== Assigned task ==
Quote the passage below word for word, starting at "I am so all-pervadingly" and ending after "will kill me.".
[Selected passage — start]
Whatever. Birthdays are for kids.
It seems I am not like most other people. I do not miss physical proximity with others at all, except with you. I do not miss physical contact with others at all, except with you. I do not want to be hugged by anyone, except by you. I do not want to be kissed by anyone, except by you. Even before
I did not want these things. I have always wanted - occasionally
-that people respect my personal space at all times, except for you. I do not want to touch anyone’s skin, breathe anyone’s breath, except yours.
I feel it in the air. It’s coming. Violence. I can smell it. I have had a sixth sense for simmering violence all my life. It used to be found on the streets and schoolyards of my impoverished, frustrated hometown, and of necessity I learned to be very sensitive to it. I feel it now. The frustration of global lockdown, the loss of jobs, the loss of companionship and the trivial but now much-missed trappings of normal life. The virus has tamped it down and now I feel it burning, sullenly, under pressure. Something’s going to give. Brace yourselves.
I am so all-pervadingly angry all the time, now. This is certainly the other part of the reason I am also so tired all the time (as well as the constant, low-level stress of the situation, which I mentioned the other day). I am furious at the shameless hypocrisy and relentless mendacity of those who dare to govern us. I am incandescent with rage at the sneering, crowing pleasure the supporters of these lying, evil bastards take in their unquestioning cheerleading for dishonesty and cruelty. Somehow this seething anger must find an outlet, or it will kill me.
[Selected passage — finish]
[Excerpted records — start]
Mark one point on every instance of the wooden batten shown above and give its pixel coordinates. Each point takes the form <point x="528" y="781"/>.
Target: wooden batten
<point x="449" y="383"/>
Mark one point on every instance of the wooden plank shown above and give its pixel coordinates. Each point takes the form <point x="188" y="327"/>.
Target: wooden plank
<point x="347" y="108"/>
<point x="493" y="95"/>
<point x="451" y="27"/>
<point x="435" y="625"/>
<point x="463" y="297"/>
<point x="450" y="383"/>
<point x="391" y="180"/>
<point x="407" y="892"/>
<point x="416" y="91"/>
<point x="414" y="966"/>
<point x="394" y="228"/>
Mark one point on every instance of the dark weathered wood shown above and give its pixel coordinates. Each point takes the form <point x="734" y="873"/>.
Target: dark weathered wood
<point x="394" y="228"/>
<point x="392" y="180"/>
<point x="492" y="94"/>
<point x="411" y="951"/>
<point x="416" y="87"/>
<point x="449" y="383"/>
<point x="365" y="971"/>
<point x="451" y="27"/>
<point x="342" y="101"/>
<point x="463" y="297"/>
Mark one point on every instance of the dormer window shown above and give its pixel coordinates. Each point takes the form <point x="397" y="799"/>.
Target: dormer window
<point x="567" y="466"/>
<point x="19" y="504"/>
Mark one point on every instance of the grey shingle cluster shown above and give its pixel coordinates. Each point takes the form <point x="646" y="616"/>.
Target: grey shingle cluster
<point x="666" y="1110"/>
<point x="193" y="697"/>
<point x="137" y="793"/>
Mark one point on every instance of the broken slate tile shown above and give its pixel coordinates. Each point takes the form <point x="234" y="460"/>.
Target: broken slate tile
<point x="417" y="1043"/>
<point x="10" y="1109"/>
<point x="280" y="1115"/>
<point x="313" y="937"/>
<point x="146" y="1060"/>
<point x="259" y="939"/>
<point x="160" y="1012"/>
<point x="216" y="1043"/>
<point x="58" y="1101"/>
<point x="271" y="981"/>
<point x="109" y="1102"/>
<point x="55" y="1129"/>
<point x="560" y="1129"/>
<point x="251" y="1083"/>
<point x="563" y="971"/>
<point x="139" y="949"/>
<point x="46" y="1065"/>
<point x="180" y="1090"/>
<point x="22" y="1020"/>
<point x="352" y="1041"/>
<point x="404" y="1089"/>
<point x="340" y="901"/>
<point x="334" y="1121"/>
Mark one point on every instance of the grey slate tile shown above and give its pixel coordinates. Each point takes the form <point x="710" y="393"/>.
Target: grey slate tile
[Excerpted records — finish]
== Expected answer ==
I am so all-pervadingly angry all the time, now. This is certainly the other part of the reason I am also so tired all the time (as well as the constant, low-level stress of the situation, which I mentioned the other day). I am furious at the shameless hypocrisy and relentless mendacity of those who dare to govern us. I am incandescent with rage at the sneering, crowing pleasure the supporters of these lying, evil bastards take in their unquestioning cheerleading for dishonesty and cruelty. Somehow this seething anger must find an outlet, or it will kill me.